— Tarea escrita a —
Convierte en una lista numerada las líneas de todas las entradas de los registros de cuadros etiquetados, omitiendo las líneas en blanco.

— Fragmento para leer —
***

Hasta estos días no he sentido
fuertemente la ruptura que en nuestra vida cotidiana está suponiendo el
encierro. Desde el primer momento me creé una rutina, con el tiempo ordenado,
las mañanas dedicadas a atender a los alumnos, las tardes empleadas en leer,
escribir, orar, y pronto me habitué, con los altibajos emocionales propios de
esta situación, al nuevo ritmo de vida “monacal”. Pero a partir del Viernes de
Dolores, la sensación ha cambiado. Estos días tan especiales de Semana Santa,
los más importantes para los cristianos, pero que también conllevan para toda
la población, especialmente en una ciudad histórica como Toledo, unos momentos
intensos desde el punto de vista cultural, artístico, folclórico, además el
espiritual, generan, con el encierro, una sensación de profundo vacío.

***

— Registros de cuadros etiquetados —

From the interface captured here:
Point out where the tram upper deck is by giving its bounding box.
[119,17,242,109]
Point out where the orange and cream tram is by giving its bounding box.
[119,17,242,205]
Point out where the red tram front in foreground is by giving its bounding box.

***

— Tarea escrita b —
Responde estas preguntas sobre el fragmento:
(i) ¿A qué se dedicaban las mañanas en la rutina descrita?
(ii) ¿A partir de qué día cambió la sensación?
(iii) ¿Qué ciudad histórica se menciona?

— Respuesta esperada a —
1. From the interface captured here:
2. Point out where the tram upper deck is by giving its bounding box.
3. [119,17,242,109]
4. Point out where the orange and cream tram is by giving its bounding box.
5. [119,17,242,205]
6. Point out where the red tram front in foreground is by giving its bounding box.

— Respuesta esperada b —
(i) A atender a los alumnos.
(ii) A partir del Viernes de Dolores.
(iii) Toledo.